Dia juga mengajarkan ilmu matematika, astronomi, sejarah, dan seni berperang. Syaikh Aaq Syamsuddin termasuk salah satu ulama yang membimbing Sultan Muhammad Al-Fatih ketika berkuasa di Magnesia untuk belajar administrasi pemerintahan dan tata negara.
Syaikh Aaq Syamsudin adalah seorang ulama yang sangat termasyur pada zamannya, yang nasab keturunan ulama ini bersambung dengan khalifah Abu Bakar AshSiddiq. Beliau adalah ulama tasawuf berasal dari negeri Syam.
Nama lengkap beliau Muhammad bin Hamzah al Dimasyqi al Rumi, dilahirkan dikota Damaskus, Syria, pada 792H/1389 M dan meninggal pada tahun 863 H/1459 M.
Syaikh Aaq Syamsudin senantiasa mendampingi Muhammad dalam penaklukan ini. Muhammad Al-Fatih sempat nyaris putus asa ketika dengan berbagai cara Konstantinopel sulit ditaklukkan.
Pengepungan benteng konstantinopel memakan waktu 54 hari. Banyak korban dari tentara Utsmani yang meninggal dunia. Para pejabat militer juga hampir putus asa.

Instruksi 1
Menurut kutipan dokumen, berapa lama pengepungan benteng Konstantinopel berlangsung?
Instruksi 2
Salin persis bagian kutipan dokumen yang dimulai dari "Syaikh Aaq Syamsudin adalah" dan berakhir di "863 H/1459 M.".

Data Tercatat

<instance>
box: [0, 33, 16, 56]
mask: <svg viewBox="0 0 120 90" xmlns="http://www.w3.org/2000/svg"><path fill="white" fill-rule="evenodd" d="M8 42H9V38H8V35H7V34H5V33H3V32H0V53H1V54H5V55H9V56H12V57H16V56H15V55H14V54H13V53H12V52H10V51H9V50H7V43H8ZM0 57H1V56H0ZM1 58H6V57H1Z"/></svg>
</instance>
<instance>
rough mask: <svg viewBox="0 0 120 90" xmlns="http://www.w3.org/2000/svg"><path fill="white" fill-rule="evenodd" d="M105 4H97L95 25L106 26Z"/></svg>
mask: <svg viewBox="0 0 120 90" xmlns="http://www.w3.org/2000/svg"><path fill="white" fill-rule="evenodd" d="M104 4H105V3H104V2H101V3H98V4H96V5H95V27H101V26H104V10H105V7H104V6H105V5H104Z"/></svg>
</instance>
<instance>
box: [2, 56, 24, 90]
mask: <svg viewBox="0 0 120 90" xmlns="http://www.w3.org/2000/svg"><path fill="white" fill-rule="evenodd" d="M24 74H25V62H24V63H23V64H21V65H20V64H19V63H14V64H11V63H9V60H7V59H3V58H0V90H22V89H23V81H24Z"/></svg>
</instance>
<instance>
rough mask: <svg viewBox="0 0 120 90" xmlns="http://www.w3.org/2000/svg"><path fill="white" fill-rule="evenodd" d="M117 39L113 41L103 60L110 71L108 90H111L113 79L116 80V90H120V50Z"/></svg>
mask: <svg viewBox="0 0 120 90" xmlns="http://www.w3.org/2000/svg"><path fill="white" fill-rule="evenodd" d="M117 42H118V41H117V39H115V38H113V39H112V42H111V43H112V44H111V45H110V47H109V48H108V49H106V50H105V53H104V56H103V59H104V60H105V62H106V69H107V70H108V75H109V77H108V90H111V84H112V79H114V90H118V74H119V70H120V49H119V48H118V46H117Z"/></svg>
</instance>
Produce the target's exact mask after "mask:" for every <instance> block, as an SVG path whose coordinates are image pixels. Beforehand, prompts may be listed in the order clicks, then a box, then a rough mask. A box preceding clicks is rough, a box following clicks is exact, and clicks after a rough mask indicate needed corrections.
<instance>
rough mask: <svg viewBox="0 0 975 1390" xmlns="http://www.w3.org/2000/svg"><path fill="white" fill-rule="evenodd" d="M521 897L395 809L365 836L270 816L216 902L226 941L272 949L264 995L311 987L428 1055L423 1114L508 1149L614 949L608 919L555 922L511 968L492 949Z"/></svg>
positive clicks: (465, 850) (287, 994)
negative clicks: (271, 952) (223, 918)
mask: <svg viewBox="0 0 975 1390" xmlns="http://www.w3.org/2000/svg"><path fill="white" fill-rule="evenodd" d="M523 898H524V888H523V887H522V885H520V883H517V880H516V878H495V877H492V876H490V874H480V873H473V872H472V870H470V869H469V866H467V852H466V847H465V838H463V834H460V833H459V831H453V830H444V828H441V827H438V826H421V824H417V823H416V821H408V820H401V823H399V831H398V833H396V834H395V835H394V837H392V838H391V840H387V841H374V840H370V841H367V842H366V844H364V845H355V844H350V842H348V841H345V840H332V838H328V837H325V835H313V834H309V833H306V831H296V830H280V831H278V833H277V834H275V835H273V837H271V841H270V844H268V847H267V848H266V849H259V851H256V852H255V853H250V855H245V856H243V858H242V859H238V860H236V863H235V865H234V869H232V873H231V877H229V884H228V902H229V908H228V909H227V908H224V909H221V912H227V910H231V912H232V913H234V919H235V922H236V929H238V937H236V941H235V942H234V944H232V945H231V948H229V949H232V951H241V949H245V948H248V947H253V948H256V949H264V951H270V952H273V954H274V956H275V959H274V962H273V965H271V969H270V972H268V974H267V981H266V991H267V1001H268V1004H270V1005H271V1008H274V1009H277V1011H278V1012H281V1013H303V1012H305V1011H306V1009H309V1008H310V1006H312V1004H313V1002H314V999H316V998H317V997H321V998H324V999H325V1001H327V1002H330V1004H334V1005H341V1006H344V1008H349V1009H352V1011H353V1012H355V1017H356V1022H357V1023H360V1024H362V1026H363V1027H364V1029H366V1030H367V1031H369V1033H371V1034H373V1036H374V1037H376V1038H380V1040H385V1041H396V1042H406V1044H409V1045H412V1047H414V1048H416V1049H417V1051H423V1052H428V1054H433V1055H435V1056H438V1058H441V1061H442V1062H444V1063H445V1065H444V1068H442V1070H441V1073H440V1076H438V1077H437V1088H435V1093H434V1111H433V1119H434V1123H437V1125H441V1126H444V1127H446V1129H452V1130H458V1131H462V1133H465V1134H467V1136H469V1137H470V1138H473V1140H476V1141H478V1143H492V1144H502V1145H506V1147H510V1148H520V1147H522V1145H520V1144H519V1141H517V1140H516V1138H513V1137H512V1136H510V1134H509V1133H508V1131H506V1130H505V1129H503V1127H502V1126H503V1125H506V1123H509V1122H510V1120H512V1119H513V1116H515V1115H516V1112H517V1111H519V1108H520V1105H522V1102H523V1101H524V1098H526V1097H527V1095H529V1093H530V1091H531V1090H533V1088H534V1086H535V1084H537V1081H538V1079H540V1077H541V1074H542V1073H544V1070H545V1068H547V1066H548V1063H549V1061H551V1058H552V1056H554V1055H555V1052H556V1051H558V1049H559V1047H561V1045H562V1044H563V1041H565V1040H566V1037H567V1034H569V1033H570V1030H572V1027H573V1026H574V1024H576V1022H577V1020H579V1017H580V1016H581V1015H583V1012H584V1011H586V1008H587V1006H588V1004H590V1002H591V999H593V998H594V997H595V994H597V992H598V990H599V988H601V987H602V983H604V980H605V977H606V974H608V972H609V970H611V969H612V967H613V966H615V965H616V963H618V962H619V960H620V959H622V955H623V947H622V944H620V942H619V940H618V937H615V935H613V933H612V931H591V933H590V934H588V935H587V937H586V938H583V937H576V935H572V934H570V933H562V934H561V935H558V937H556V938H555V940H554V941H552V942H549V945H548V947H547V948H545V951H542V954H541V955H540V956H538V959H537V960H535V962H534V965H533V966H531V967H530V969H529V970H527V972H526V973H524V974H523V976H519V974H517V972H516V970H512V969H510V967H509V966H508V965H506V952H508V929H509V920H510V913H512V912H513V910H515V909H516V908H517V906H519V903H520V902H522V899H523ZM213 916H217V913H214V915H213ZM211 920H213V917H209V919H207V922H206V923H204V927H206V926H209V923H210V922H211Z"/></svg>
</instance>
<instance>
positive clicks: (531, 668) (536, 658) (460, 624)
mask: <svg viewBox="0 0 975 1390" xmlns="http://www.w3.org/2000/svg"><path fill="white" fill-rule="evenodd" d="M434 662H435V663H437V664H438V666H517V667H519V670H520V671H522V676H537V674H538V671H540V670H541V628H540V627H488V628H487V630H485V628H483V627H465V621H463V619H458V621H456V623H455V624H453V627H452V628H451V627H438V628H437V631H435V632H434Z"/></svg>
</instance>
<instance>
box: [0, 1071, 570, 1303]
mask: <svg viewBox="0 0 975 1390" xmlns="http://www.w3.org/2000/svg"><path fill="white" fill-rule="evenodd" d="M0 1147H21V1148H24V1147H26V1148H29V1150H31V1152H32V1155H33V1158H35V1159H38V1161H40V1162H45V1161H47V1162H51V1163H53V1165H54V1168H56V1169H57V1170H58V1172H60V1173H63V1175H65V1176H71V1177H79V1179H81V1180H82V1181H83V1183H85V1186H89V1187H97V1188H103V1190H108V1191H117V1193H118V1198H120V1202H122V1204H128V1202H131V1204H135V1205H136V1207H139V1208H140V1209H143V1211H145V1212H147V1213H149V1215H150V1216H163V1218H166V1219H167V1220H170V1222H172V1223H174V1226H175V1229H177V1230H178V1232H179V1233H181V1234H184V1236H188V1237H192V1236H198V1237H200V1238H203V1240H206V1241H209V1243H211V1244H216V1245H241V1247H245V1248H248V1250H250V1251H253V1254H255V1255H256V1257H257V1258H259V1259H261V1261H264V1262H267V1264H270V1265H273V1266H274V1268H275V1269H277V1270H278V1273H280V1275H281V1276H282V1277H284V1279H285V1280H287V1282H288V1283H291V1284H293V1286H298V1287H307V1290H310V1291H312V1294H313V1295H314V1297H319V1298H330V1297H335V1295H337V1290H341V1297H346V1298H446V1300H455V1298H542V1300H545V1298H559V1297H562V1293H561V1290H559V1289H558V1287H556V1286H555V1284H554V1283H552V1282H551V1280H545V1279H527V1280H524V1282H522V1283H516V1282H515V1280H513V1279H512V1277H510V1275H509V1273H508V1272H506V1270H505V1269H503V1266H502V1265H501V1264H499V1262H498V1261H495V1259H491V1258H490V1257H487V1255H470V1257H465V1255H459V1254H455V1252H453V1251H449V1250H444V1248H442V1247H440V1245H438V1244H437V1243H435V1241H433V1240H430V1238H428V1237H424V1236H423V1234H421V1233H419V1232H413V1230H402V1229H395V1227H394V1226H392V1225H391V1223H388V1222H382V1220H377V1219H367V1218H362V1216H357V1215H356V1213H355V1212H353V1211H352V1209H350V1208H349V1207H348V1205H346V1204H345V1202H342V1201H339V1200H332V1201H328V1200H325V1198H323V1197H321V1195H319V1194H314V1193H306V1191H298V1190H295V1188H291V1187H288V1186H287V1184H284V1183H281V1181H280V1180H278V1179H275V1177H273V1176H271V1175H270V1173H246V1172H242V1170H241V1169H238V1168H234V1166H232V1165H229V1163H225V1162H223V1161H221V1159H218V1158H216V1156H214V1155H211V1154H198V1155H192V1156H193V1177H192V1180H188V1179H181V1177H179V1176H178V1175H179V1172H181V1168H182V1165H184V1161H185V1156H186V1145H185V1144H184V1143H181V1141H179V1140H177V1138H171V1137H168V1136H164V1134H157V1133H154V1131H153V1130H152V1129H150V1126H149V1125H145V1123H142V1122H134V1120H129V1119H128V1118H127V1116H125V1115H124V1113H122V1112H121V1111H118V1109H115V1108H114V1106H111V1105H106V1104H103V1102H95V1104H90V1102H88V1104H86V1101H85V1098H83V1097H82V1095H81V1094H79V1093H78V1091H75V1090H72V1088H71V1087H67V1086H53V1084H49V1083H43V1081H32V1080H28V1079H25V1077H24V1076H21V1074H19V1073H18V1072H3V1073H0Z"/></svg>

Hasil Tugas 1
54 hari.

Hasil Tugas 2
Syaikh Aaq Syamsudin adalah seorang ulama yang sangat termasyur pada zamannya, yang nasab keturunan ulama ini bersambung dengan khalifah Abu Bakar AshSiddiq. Beliau adalah ulama tasawuf berasal dari negeri Syam.
Nama lengkap beliau Muhammad bin Hamzah al Dimasyqi al Rumi, dilahirkan dikota Damaskus, Syria, pada 792H/1389 M dan meninggal pada tahun 863 H/1459 M.